DATASET:
┌──
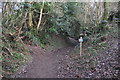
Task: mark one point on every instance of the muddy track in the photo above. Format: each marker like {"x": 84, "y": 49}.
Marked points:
{"x": 44, "y": 64}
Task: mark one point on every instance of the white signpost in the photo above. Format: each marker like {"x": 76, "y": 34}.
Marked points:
{"x": 81, "y": 40}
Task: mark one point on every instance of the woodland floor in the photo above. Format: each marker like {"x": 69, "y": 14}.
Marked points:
{"x": 59, "y": 64}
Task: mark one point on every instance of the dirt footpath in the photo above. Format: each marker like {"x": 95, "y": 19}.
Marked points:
{"x": 44, "y": 64}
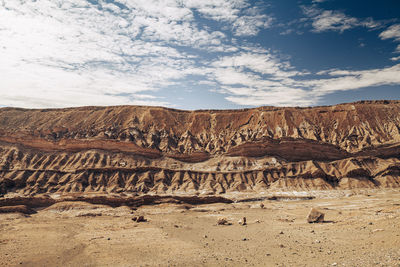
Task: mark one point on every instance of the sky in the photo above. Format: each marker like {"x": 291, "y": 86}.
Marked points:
{"x": 198, "y": 54}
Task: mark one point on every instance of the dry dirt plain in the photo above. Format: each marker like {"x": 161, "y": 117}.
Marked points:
{"x": 360, "y": 230}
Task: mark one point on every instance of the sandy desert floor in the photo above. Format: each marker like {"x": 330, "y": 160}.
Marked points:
{"x": 360, "y": 230}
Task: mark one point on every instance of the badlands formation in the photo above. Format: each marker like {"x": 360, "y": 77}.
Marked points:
{"x": 153, "y": 150}
{"x": 151, "y": 186}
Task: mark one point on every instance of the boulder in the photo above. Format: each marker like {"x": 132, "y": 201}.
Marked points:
{"x": 315, "y": 216}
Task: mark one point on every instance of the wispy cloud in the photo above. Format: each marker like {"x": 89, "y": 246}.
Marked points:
{"x": 333, "y": 20}
{"x": 69, "y": 53}
{"x": 393, "y": 32}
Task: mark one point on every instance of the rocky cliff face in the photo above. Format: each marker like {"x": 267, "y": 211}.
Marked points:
{"x": 152, "y": 149}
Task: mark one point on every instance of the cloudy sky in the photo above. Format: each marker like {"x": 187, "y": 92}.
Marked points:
{"x": 198, "y": 54}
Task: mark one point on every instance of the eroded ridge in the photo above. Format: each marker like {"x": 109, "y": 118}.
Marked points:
{"x": 165, "y": 151}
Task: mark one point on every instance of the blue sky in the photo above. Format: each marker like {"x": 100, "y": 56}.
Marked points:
{"x": 192, "y": 54}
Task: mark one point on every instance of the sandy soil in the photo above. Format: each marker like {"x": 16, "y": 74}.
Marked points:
{"x": 360, "y": 230}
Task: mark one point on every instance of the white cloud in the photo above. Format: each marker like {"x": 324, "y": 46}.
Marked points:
{"x": 332, "y": 20}
{"x": 393, "y": 32}
{"x": 256, "y": 79}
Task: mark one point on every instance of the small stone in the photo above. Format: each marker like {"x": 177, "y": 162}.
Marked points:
{"x": 242, "y": 221}
{"x": 139, "y": 219}
{"x": 315, "y": 216}
{"x": 222, "y": 221}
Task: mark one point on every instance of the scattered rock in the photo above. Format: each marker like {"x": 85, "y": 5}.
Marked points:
{"x": 315, "y": 216}
{"x": 139, "y": 219}
{"x": 223, "y": 221}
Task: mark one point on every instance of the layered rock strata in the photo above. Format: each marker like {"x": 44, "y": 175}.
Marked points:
{"x": 135, "y": 149}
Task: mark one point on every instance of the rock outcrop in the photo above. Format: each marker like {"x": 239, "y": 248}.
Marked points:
{"x": 135, "y": 149}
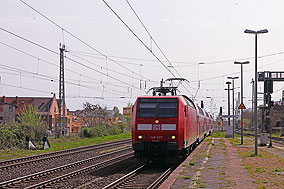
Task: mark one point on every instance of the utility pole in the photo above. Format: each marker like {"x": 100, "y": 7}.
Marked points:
{"x": 233, "y": 80}
{"x": 282, "y": 117}
{"x": 62, "y": 92}
{"x": 252, "y": 104}
{"x": 229, "y": 121}
{"x": 242, "y": 96}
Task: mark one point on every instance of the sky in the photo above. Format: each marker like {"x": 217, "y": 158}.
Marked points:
{"x": 110, "y": 60}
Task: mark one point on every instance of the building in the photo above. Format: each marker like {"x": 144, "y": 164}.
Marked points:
{"x": 127, "y": 111}
{"x": 47, "y": 107}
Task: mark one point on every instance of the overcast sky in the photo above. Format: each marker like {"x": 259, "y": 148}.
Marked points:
{"x": 188, "y": 32}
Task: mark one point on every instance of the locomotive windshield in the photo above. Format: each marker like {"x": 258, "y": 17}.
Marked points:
{"x": 157, "y": 107}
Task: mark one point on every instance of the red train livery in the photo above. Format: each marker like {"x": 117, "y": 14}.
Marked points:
{"x": 168, "y": 125}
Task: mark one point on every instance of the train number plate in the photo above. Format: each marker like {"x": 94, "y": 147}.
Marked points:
{"x": 156, "y": 137}
{"x": 156, "y": 127}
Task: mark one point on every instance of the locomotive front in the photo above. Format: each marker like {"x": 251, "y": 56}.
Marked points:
{"x": 155, "y": 126}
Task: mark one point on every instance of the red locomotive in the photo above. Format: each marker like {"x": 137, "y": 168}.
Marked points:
{"x": 168, "y": 125}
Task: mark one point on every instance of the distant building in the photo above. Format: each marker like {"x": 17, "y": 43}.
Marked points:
{"x": 47, "y": 107}
{"x": 127, "y": 111}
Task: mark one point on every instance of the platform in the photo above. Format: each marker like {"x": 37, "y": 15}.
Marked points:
{"x": 224, "y": 163}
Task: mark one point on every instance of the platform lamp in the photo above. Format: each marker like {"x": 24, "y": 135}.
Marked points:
{"x": 242, "y": 96}
{"x": 255, "y": 83}
{"x": 233, "y": 79}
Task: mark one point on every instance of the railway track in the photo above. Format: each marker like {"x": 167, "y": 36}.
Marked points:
{"x": 50, "y": 177}
{"x": 56, "y": 155}
{"x": 145, "y": 176}
{"x": 275, "y": 139}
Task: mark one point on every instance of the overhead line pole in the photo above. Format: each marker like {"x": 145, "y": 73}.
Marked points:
{"x": 62, "y": 91}
{"x": 255, "y": 84}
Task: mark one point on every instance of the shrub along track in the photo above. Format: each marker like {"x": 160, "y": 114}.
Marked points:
{"x": 23, "y": 166}
{"x": 52, "y": 176}
{"x": 146, "y": 176}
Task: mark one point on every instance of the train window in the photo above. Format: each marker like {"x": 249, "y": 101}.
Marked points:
{"x": 147, "y": 110}
{"x": 167, "y": 109}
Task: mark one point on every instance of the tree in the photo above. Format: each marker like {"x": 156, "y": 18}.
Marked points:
{"x": 31, "y": 120}
{"x": 30, "y": 124}
{"x": 93, "y": 114}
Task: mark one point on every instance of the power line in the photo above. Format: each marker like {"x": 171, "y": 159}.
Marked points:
{"x": 138, "y": 37}
{"x": 104, "y": 67}
{"x": 36, "y": 44}
{"x": 74, "y": 36}
{"x": 49, "y": 78}
{"x": 45, "y": 61}
{"x": 150, "y": 50}
{"x": 188, "y": 63}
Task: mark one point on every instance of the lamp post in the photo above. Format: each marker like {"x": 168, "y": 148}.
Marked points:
{"x": 242, "y": 96}
{"x": 228, "y": 83}
{"x": 200, "y": 63}
{"x": 255, "y": 83}
{"x": 233, "y": 79}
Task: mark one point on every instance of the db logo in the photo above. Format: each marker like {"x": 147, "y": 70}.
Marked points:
{"x": 156, "y": 127}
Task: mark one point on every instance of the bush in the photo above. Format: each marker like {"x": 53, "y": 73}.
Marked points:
{"x": 13, "y": 134}
{"x": 101, "y": 130}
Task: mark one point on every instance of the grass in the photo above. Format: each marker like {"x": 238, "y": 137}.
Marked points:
{"x": 186, "y": 177}
{"x": 260, "y": 170}
{"x": 218, "y": 135}
{"x": 63, "y": 142}
{"x": 276, "y": 170}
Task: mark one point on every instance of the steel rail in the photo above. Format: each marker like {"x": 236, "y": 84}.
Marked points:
{"x": 59, "y": 154}
{"x": 57, "y": 169}
{"x": 125, "y": 177}
{"x": 162, "y": 178}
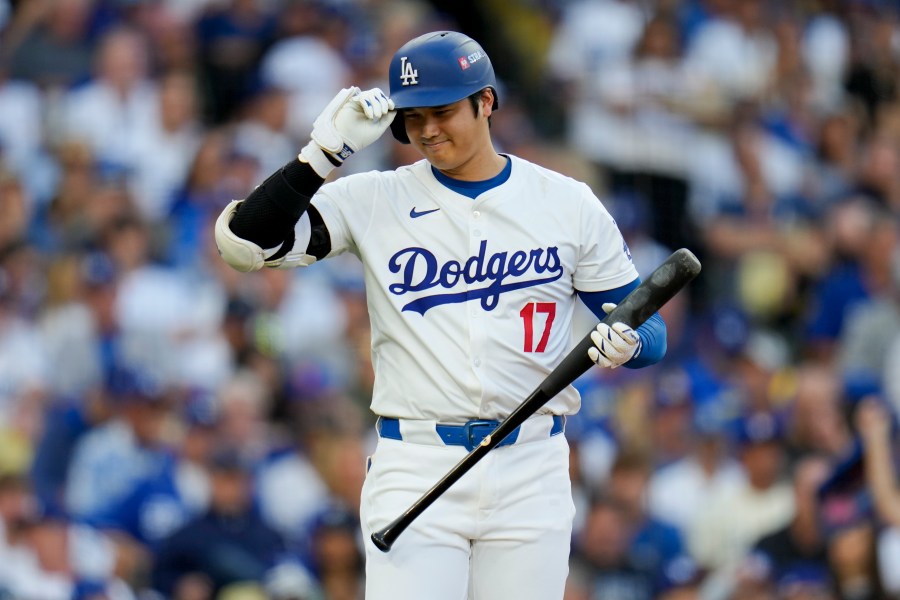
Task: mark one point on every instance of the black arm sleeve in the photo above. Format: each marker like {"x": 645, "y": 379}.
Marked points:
{"x": 268, "y": 215}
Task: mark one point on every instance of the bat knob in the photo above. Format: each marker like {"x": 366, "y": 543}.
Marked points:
{"x": 378, "y": 538}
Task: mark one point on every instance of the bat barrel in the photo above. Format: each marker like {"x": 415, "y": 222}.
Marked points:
{"x": 675, "y": 272}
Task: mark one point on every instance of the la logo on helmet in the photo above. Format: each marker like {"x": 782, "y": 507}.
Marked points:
{"x": 408, "y": 75}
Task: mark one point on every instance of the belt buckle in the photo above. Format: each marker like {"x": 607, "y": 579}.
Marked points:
{"x": 470, "y": 431}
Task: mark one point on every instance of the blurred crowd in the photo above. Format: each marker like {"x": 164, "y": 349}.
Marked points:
{"x": 170, "y": 428}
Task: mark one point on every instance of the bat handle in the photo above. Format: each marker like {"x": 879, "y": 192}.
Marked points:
{"x": 385, "y": 538}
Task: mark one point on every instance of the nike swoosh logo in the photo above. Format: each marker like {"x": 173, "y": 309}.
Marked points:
{"x": 413, "y": 214}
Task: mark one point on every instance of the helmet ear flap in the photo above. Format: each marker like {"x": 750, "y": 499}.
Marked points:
{"x": 398, "y": 129}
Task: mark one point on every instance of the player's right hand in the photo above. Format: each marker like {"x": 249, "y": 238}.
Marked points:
{"x": 350, "y": 122}
{"x": 614, "y": 345}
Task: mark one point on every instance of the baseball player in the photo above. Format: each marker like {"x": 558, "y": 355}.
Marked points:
{"x": 473, "y": 261}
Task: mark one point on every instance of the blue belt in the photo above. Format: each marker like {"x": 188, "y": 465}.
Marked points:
{"x": 469, "y": 435}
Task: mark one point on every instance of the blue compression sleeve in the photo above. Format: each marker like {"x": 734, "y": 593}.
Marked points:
{"x": 652, "y": 332}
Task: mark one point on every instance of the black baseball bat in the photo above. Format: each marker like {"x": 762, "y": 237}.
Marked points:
{"x": 638, "y": 306}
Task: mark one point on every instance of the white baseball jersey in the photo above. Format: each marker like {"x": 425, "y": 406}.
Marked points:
{"x": 471, "y": 301}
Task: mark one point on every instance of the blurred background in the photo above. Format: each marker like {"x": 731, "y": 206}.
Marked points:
{"x": 170, "y": 428}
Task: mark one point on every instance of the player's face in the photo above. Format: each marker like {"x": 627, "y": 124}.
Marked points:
{"x": 453, "y": 138}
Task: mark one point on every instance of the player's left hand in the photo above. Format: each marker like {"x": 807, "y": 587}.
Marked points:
{"x": 615, "y": 344}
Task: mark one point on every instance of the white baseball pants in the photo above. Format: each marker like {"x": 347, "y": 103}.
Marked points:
{"x": 502, "y": 531}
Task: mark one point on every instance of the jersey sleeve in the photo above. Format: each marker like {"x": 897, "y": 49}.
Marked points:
{"x": 605, "y": 261}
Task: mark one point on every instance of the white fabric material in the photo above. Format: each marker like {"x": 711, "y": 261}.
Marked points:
{"x": 351, "y": 121}
{"x": 888, "y": 559}
{"x": 423, "y": 431}
{"x": 516, "y": 501}
{"x": 243, "y": 255}
{"x": 539, "y": 254}
{"x": 613, "y": 345}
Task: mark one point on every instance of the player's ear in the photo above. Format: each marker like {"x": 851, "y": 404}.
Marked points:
{"x": 487, "y": 101}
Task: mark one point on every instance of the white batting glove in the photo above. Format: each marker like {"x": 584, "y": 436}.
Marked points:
{"x": 615, "y": 344}
{"x": 351, "y": 121}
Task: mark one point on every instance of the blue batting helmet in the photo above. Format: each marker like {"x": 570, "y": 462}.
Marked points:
{"x": 436, "y": 69}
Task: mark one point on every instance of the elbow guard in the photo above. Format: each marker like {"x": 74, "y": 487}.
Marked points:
{"x": 245, "y": 256}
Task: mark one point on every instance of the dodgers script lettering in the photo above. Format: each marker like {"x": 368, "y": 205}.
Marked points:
{"x": 501, "y": 272}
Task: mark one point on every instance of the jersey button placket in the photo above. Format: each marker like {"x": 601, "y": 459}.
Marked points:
{"x": 475, "y": 309}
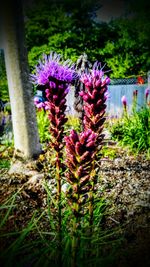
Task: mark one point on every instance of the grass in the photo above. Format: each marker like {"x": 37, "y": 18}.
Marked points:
{"x": 35, "y": 244}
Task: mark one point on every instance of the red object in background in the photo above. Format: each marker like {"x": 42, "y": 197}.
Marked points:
{"x": 140, "y": 80}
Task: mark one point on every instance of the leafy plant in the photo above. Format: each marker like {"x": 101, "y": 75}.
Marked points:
{"x": 133, "y": 130}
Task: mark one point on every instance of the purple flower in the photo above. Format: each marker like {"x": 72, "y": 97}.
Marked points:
{"x": 51, "y": 70}
{"x": 95, "y": 78}
{"x": 39, "y": 102}
{"x": 94, "y": 97}
{"x": 80, "y": 152}
{"x": 124, "y": 101}
{"x": 147, "y": 92}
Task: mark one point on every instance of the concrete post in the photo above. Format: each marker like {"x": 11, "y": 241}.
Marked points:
{"x": 25, "y": 130}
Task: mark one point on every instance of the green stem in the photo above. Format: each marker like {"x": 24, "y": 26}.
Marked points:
{"x": 58, "y": 179}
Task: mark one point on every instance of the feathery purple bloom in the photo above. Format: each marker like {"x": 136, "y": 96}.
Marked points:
{"x": 147, "y": 92}
{"x": 124, "y": 101}
{"x": 94, "y": 97}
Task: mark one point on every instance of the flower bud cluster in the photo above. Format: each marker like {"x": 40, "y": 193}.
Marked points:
{"x": 54, "y": 76}
{"x": 94, "y": 99}
{"x": 80, "y": 152}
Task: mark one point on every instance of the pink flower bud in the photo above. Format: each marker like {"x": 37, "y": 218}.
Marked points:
{"x": 124, "y": 101}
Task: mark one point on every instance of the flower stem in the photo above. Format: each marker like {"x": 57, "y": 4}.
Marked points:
{"x": 58, "y": 180}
└──
PROMPT: Quote only the lines from the line containing "Task: mark one point on every instance of the concrete" through the end of the listing, please, keeping both the first and the last line.

REPLY:
Task: mark one point on every instance of the concrete post in the photo above. Format: each marker like {"x": 11, "y": 241}.
Marked points:
{"x": 25, "y": 130}
Task: mark one point on every instance of the green stem in the photo above. Format: each marker like {"x": 24, "y": 26}.
Marked points:
{"x": 58, "y": 179}
Task: mark one point on every instance of the feathery purple bloom in the photo above. Format: each marker like {"x": 136, "y": 96}.
Marked points:
{"x": 147, "y": 92}
{"x": 124, "y": 101}
{"x": 94, "y": 97}
Task: mark one point on every instance of the flower bud cluster in the photo above. Format: each marker like {"x": 40, "y": 193}.
Marked points:
{"x": 54, "y": 76}
{"x": 94, "y": 99}
{"x": 80, "y": 152}
Task: mark one point on every instance of the pink flower bud in the photo above. Format: each marker like {"x": 37, "y": 218}.
Marked points:
{"x": 124, "y": 101}
Task: mark one point on every instance of the flower stem in the photo above. Format: each marker like {"x": 57, "y": 4}.
Marked points:
{"x": 58, "y": 180}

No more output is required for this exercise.